**Document excerpt:**
··········

Or how to achieve bi-weekly releases at SaaS scale
Part II – Tools
This is Part II of a series, see Other Parts in the Series
Code is King
A certain kind of people will tell you that a car is just a means to
“get from A to B”: I insist that there is a fundamental, qualitative
difference between a Porsche GT3 and a Fiat Multipla – even without knowing
anything about mechanics and the inner working of a petrol engine, by just
looking at the beauty of the former, one knows there is a tremendous amount
of engineering pride and excellence that went into it, that which will be entirely
missing in something that was clearly designed by a drunk squirrel.
With code, it is now my strongly held belief, it’s exactly the same – multiplied
by a factor of 100x, at least: readable, clear, concise code shows a clarity
of intent and an intellectual mastery of the problem domain, that is withoout
fail entirely missing from convoluted, shoddily written and just “hacked
together” spaghetti code.
Obviously, business people – the CEO-types, usually with background in
management, strategy or marketing – will say that “so long as it works” and
earns a buck then it’s just fine and that if you agonize over code quality and
style, you’re just a stickler who’s lost touch with the hard reality of
And, maybe, in the era of fart apps being valued at $3BN+ while they can’t
even be bothered to secure they users’ accounts, let alone develop something
actually useful to solve real-life problem, that’s possibly true.
However, when you are developing Enterprise SaaS software, which must be
deployed across the globe, must be highly available and must be ready to scale
to handle many thousand of business critical transactions per second; well,
then that’s an entirely other story.

··········

**Dataset excerpts:**
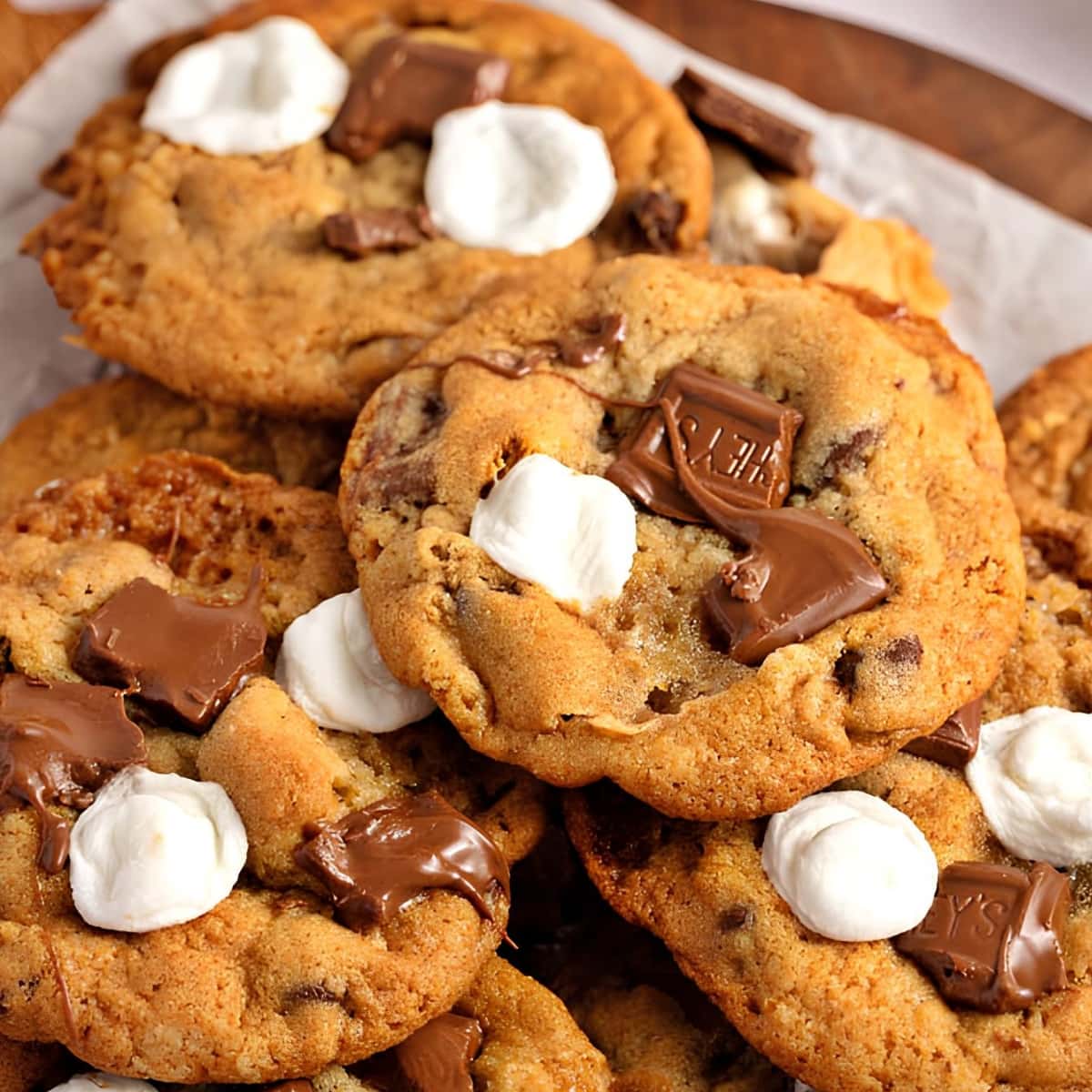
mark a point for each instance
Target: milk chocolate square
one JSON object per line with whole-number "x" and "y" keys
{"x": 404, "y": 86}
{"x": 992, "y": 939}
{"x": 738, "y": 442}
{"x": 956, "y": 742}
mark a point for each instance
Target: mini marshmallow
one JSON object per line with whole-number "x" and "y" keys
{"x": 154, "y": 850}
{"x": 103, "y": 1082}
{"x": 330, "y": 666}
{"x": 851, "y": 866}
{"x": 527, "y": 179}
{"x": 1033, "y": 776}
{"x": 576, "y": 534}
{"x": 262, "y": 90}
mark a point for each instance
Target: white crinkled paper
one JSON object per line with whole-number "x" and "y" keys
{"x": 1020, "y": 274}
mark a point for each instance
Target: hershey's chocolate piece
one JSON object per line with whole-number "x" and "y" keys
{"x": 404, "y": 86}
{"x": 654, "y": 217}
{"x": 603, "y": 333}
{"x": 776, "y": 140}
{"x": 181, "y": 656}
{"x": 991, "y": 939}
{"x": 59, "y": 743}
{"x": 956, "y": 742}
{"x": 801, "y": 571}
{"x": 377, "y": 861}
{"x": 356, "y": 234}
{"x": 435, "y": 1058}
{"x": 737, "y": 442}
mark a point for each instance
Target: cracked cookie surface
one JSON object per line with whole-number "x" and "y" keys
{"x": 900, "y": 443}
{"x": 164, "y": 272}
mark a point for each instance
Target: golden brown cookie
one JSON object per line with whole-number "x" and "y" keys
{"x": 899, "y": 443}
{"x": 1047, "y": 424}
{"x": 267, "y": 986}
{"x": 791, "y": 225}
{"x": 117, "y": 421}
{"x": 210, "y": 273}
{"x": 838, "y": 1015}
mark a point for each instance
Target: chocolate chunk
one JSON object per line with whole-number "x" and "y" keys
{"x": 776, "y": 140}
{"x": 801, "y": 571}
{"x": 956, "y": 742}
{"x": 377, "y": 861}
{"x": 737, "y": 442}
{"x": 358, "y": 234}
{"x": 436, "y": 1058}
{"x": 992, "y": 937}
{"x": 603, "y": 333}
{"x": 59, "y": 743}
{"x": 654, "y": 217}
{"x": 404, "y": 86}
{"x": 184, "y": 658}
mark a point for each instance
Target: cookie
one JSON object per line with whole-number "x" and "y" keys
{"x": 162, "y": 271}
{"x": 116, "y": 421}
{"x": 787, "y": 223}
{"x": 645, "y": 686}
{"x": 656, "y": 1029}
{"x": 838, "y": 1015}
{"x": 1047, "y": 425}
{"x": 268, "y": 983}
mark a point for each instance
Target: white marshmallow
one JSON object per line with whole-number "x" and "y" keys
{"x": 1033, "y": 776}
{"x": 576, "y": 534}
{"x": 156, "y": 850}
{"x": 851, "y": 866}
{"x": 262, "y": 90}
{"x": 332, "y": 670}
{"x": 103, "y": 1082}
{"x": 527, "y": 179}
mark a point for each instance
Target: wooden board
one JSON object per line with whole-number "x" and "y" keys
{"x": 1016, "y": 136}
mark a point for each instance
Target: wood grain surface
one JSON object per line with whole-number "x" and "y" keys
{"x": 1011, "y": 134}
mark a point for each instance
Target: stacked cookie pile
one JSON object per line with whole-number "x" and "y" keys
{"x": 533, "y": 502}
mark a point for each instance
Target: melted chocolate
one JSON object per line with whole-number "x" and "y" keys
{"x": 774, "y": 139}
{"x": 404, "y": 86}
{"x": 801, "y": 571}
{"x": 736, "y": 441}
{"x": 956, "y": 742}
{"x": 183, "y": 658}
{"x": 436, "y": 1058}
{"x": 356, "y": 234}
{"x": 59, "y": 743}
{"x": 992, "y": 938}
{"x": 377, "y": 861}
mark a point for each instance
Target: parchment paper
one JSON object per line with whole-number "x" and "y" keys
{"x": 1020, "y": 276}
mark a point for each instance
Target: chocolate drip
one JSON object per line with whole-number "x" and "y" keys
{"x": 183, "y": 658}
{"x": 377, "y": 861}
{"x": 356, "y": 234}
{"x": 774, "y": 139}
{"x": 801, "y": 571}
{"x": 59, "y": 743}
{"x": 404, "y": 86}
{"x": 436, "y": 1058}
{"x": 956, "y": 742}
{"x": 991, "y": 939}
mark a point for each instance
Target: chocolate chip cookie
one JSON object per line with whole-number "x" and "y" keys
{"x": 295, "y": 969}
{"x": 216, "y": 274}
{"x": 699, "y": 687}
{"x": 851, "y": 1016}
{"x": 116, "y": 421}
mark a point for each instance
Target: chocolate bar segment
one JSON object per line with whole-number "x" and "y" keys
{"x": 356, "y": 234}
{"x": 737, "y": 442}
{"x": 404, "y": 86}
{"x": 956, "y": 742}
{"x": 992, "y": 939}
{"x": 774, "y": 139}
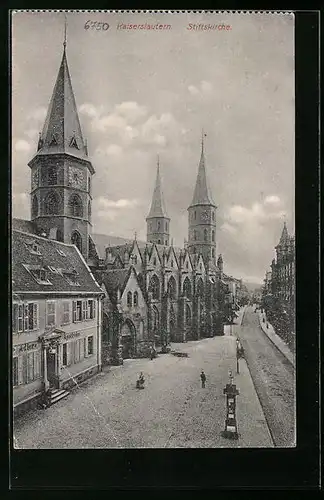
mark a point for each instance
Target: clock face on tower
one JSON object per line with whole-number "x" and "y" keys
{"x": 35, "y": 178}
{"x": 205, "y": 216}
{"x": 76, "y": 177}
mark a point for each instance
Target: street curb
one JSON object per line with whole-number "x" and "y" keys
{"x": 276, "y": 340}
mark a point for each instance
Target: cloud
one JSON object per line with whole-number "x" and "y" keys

··········

**Exercises to complete:**
a. In the piece on code quality, which two cars are set against each other?
b. How many lines of the records contain the string "surface"? Treat uppercase and lowercase as different, and reply with the number alone.

**Solutions by task:**
a. A Porsche GT3 and a Fiat Multipla.

b. 2